=== Selected extract ===

Create an execution environment version.

Returns a version ID for the newly created execution environment .

Parameters:

Parameter	Type	Description
`execution_environment_id`	str	The ID of the execution environment.
`docker_context_path`	str	The file path to a Docker context archive or folder.
`environment_version_label`	str	A short, human-readable string to label the environment version.
`environment_version_description`	str	The execution environment version description.

For more execution environment version creation parameters, see the DataRobot documentation.

`CreateCustomInferenceModelOperator`

Create a custom inference model.

Returns the ID for the created custom model.

Parameters:

Parameter	Type	Description
`name`	str	Name of the custom model.
`description`	str	Description of the custom model.

Sample DAG config params:

"target_type": - Target type of the custom inference model.
    Values: [`datarobot.TARGET_TYPE.BINARY`, `datarobot.TARGET_TYPE.REGRESSION`,
    `datarobot.TARGET_TYPE.MULTICLASS`, `datarobot.TARGET_TYPE.UNSTRUCTURED`]
"target_name": - Target feature name.
    It is optional (ignored if provided) for `datarobot.TARGET_TYPE.UNSTRUCTURED` target type.
"programming_language": - Programming language of the custom learning model.
"positive_class_label": - Custom inference model positive class label for binary classification.
"negative_class_label": - Custom inference model negative class label for binary classification.
"prediction_threshold": - Custom inference model prediction threshold.
"class_labels": - Custom inference model class labels for multiclass classification.

===

Work instructions
1. According to the DataRobot operator reference, what does creating a custom inference model return?
2. Carry on the DataRobot operator reference from the point where it stops.

=== Source excerpt ===

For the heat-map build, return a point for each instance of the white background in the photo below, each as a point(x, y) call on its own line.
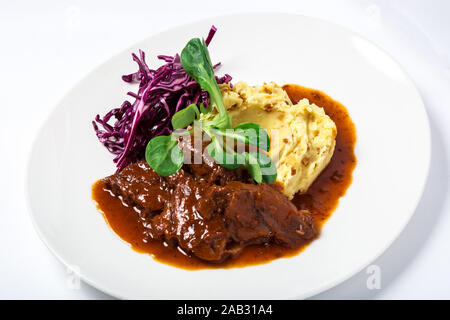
point(47, 46)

===

Per-task answers
1. The ID of the created custom model.

2.
"network_egress_policy": - Determines whether the given custom model is isolated, or can access the public network.
"maximum_memory": - The maximum memory that might be allocated by the custom model.
"replicas": - A fixed number of replicas that will be deployed in the cluster.

For more custom inference model creation parameters, see the DataRobot documentation.

`CreateCustomModelVersionOperator`

Create a custom model version.

Returns the version ID for the created custom model.

Parameters:

Parameter	Type	Description
`custom_model_id`	str	The ID of the custom model.
`base_environment_id`	str	The ID of the base environment to use with the custom model version.
`training_dataset_id`	str	The ID of the training dataset to assign to the custom model.
`holdout_dataset_id`	str	The ID of the holdout dataset to assign to the custom model.
`custom_model_folder`	str	The path to a folder containing files to be uploaded. Each file in the folder is uploaded under path relative to a folder path.
`create_from_previous`	bool	If set to True, this parameter creates a custom model version containing files from a previous version.

Sample DAG config params:

"is_major_update" - The flag defining if a custom model version will be a minor or a major version.
"files" - The list of tuples, where values in each tuple are the local filesystem path and
            the path the file should be placed in the model.
"files_to_delete" - The list of a file items IDs to be deleted.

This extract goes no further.